Task prompt >>
Your task is to copy the material exactly.
>> BEGIN Stored records
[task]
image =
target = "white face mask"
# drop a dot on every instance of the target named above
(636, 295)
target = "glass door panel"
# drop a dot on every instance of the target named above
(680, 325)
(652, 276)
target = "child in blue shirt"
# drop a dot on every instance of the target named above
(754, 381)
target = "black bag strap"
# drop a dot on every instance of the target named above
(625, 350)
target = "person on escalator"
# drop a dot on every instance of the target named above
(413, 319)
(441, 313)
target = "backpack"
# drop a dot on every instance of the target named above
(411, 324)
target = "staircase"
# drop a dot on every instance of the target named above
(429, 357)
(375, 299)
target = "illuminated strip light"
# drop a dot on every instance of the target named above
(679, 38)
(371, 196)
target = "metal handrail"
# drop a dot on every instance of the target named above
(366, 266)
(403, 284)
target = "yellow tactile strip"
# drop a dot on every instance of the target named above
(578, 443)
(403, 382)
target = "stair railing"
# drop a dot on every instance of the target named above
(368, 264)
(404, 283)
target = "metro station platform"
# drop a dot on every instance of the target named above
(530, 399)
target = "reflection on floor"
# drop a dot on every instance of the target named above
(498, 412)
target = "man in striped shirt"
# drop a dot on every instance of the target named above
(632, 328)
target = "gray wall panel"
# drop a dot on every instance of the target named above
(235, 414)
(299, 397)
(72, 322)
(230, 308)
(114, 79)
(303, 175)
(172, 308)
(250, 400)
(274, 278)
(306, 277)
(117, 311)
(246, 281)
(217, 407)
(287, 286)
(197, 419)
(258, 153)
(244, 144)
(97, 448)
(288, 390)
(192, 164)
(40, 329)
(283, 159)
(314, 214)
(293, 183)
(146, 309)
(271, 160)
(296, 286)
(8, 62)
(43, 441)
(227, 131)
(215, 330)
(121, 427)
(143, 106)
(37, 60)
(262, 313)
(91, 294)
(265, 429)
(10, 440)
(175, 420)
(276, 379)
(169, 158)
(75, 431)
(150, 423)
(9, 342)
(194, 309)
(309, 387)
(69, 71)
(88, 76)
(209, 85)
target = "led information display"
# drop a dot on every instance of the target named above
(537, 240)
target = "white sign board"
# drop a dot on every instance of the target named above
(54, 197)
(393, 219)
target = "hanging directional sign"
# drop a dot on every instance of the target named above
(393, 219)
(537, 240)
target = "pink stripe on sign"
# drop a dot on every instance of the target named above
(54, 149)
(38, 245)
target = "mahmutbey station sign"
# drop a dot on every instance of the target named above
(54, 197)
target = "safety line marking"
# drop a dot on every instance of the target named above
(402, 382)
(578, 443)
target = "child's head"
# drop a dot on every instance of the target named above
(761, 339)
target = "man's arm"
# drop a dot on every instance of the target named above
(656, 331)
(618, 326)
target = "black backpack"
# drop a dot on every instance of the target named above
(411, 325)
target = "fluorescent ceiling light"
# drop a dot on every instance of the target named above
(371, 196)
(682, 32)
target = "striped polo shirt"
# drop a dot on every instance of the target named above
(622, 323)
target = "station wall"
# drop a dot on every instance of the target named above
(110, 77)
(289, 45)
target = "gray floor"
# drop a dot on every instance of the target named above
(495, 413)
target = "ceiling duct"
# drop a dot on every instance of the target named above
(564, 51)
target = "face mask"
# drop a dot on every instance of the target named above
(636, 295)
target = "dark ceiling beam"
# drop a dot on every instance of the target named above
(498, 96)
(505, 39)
>> END Stored records
Task result >>
[task]
image =
target = "white face mask"
# drop a dot on every instance of the target named above
(636, 295)
target = "glass door panel"
# drop a dot on every instance of the target named above
(680, 325)
(652, 276)
target = "child in blue shirt"
# drop a dot on every instance of the target named above
(754, 381)
target = "black bag strap"
# drop a dot on every instance of the target named above
(625, 350)
target = "person on escalator"
# drop a dot on every instance of the target named above
(413, 319)
(441, 313)
target = "backpack"
# drop a dot on every instance of the target named above
(411, 324)
target = "staircase"
# drop a dot on every instance of the target named above
(429, 357)
(375, 299)
target = "illuminated strip light"
# drop a dot on every instance of the target named above
(679, 38)
(371, 196)
target = "metal handrail"
# drop a dot on every instance of the target named above
(366, 266)
(403, 284)
target = "yellow tactile strip"
# drop a dot on every instance of the target named above
(578, 443)
(403, 382)
target = "stair railing"
# drop a dot on every instance of the target named above
(368, 264)
(404, 283)
target = "metro station platform"
# drop a dot on every instance of the target named above
(530, 399)
target = "reflection on floor"
# drop a dot on every instance of the target named above
(498, 412)
target = "man in striped shirt"
# drop a dot on every instance of the target named above
(632, 328)
target = "gray wall panel"
# drop a dot on every instance of the target named above
(235, 414)
(299, 397)
(72, 322)
(230, 308)
(114, 79)
(303, 175)
(172, 308)
(250, 400)
(274, 278)
(306, 277)
(117, 311)
(246, 281)
(217, 407)
(287, 286)
(197, 419)
(258, 153)
(244, 144)
(97, 448)
(288, 390)
(192, 164)
(40, 329)
(283, 159)
(314, 214)
(293, 183)
(146, 309)
(271, 160)
(296, 286)
(8, 62)
(43, 441)
(227, 131)
(215, 330)
(121, 427)
(143, 106)
(37, 60)
(262, 313)
(91, 294)
(265, 429)
(10, 440)
(175, 420)
(276, 379)
(169, 158)
(75, 431)
(150, 423)
(9, 342)
(194, 309)
(309, 387)
(69, 71)
(88, 76)
(209, 85)
target = "led information display"
# drop a dot on every instance of the target named above
(537, 240)
target = "white sign board"
# drop a dot on every instance of the target named above
(54, 197)
(393, 219)
target = "hanging directional sign"
# drop a dot on every instance of the target named above
(393, 219)
(537, 240)
target = "pink stripe on sign"
# drop a dot on every instance of the target named above
(54, 149)
(38, 245)
target = "mahmutbey station sign"
# drop a dot on every instance of the target named above
(54, 197)
target = "safety line marking"
# drop a dot on every instance of the target named above
(402, 382)
(578, 443)
target = "child's head"
# drop a dot on every instance of the target named above
(761, 339)
target = "man's arm"
# drop a dot on every instance of the target named above
(656, 331)
(618, 326)
target = "black backpack"
# drop a dot on every instance of the target named above
(411, 325)
target = "fluorescent ceiling light"
# drop a dot on every instance of the target named above
(371, 196)
(682, 32)
target = "striped polo shirt"
# drop a dot on every instance of the target named above
(622, 323)
target = "station wall"
# drop a dot on every instance of the target named above
(110, 77)
(289, 45)
target = "gray floor"
# drop a dot on every instance of the target named above
(495, 413)
target = "ceiling duct"
# drop a dot on every instance of the target named above
(564, 51)
target = "face mask"
# drop a dot on every instance of the target named above
(636, 295)
target = "dark ceiling beam"
# drop a dot on every instance of the target named above
(498, 96)
(505, 39)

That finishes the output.